Instructions:
A - Please translate this sentence from the Purdue baseball trip account below into Spanish: "No team wants to spend their first day waiting for clear skies, but again adversity had hit."
B - From the Purdue baseball trip account below, pull out the passage starting at "This event being" and ending at "at Indy Airport)", with no changes.
C - Extend the Purdue baseball trip account below with a few more sentences that follow on from its final line.

Source document:
This event being held in Florida, featuring 18 schools located in
the Northeast/Midwest, there are obviously some long distances to be traveled.
What seems to be a result of the ever-present need to “keep cost low”, some
teams take a Christopher Columbus-like serpentine route. For us this involved
the obvious need to fly from Indianapolis to Kansas City en-route to St.
Petersburg. For those who are geographically challenged, Kansas City is 480
miles west of Indianapolis and nowhere close to the Gulf of Mexico. Better yet
is the return trip to West Lafayette that included flying over West Lafayette
twice; once from St. Petersburg to Chicago and again from Chicago to
Indianapolis. Perhaps sky diving review should precede PFP’s in practice to
solve this?
(click
here for video of Purdue's Dream Team Human Bicycle at Indy Airport)
As if we hadn’t waited long enough for February 17 to come
around, the Boilers ran into some early adversity, the most common word in the
Coach Schreiber Dictionary. An early morning BP session (only the third time the
northern school had been on a field all spring) was plagued with light drizzle,
greatly increasing the chance of a rainout. The early batting practice paid off
with a bus ride back to the hotel to wait for better weather. No team wants to
spend their first day waiting for clear skies, but again adversity had hit. It
hit again two hours later with our second game delay of the day, and again two
hours later with yet another delay. Coach Schreiber might have been onto
something. Finally, around dinner time, we found out that the game had been
canceled and moved to the following evening, leaving us royally frustrated.

Supplied information:
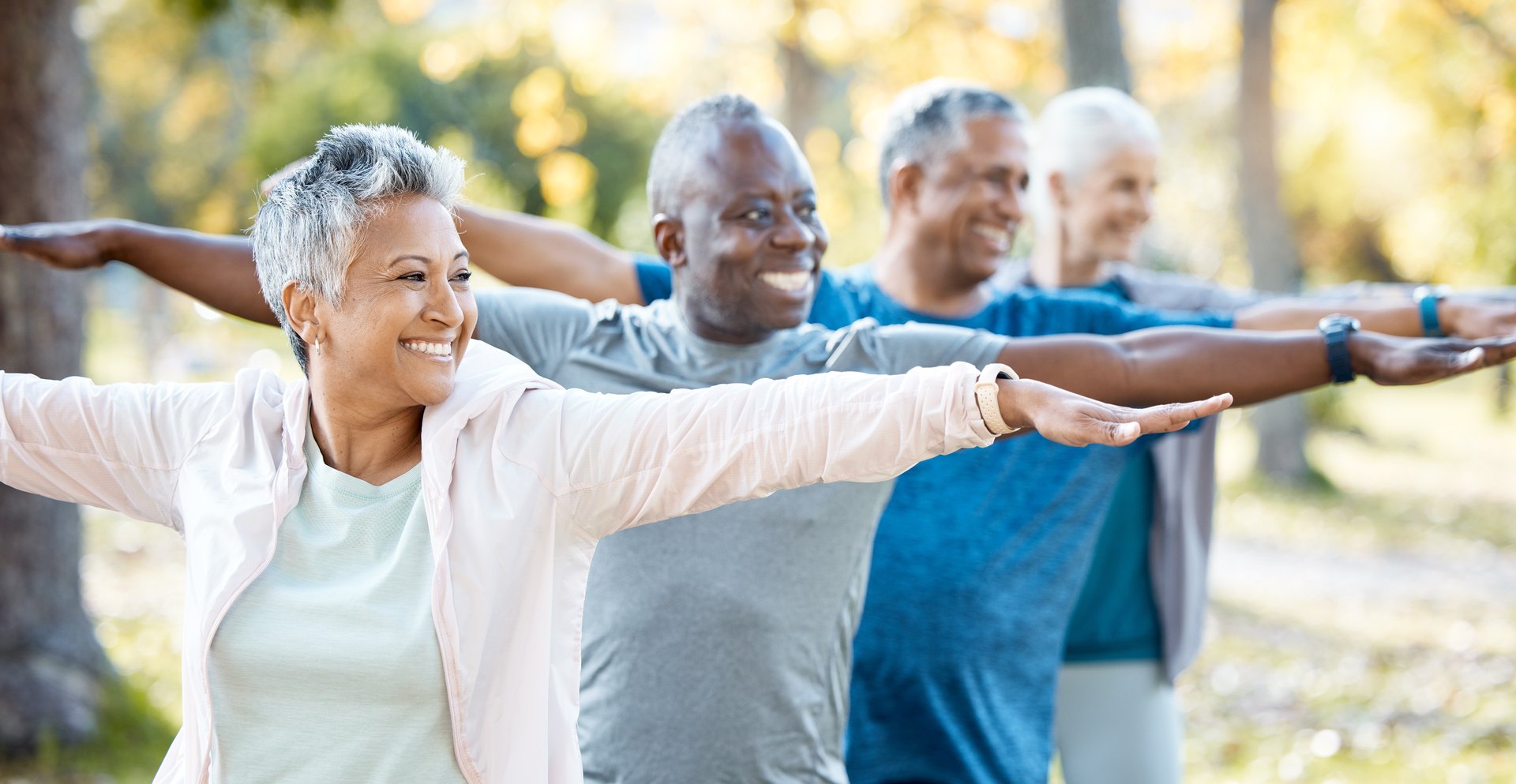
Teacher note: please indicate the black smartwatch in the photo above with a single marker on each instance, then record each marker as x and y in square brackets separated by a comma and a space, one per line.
[1336, 328]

Task-by-task outputs:
A - Ningún equipo quiere pasar su primer día esperando a que se despeje el cielo, pero la adversidad había vuelto a golpear.

B -
This event being held in Florida, featuring 18 schools located in
the Northeast/Midwest, there are obviously some long distances to be traveled.
What seems to be a result of the ever-present need to “keep cost low”, some
teams take a Christopher Columbus-like serpentine route. For us this involved
the obvious need to fly from Indianapolis to Kansas City en-route to St.
Petersburg. For those who are geographically challenged, Kansas City is 480
miles west of Indianapolis and nowhere close to the Gulf of Mexico. Better yet
is the return trip to West Lafayette that included flying over West Lafayette
twice; once from St. Petersburg to Chicago and again from Chicago to
Indianapolis. Perhaps sky diving review should precede PFP’s in practice to
solve this?
(click
here for video of Purdue's Dream Team Human Bicycle at Indy Airport)

C -
Rainouts are spent accomplishing one of three tasks: sleeping, homework, or in
the case of the Purdue University “Dream Team”, a not-so-friendly game of Hang
Time. NBA Hang Time is a video game played on the classic system of Nintendo 64,
originally released in 1996. The moves performed on this game would make Blake
Griffin blush as he dunks over a Kia. “Is it the shoes?”
Games
finally began the morning of February 18 and began with a hard-fought victory
over the University of Connecticut Huskies, only to be followed by another win
later that evening against the University of Cincinnati Bearcats. Adversity
seemed to have left with the rain… until Sunday. Sunday, or hit-day, featured
Purdue squaring off against rival Notre Dame. Games against the Fighting Irish,
and Hoosiers obviously, seem to evoke a level of intensity as well as passion
that exceeds comprehension for those who sit on the outside looking in. Last
year this same rivalry left us beaten and bruised as Notre Dame set a record
number of offensive records in the Big Ten/Big East Challenge short history.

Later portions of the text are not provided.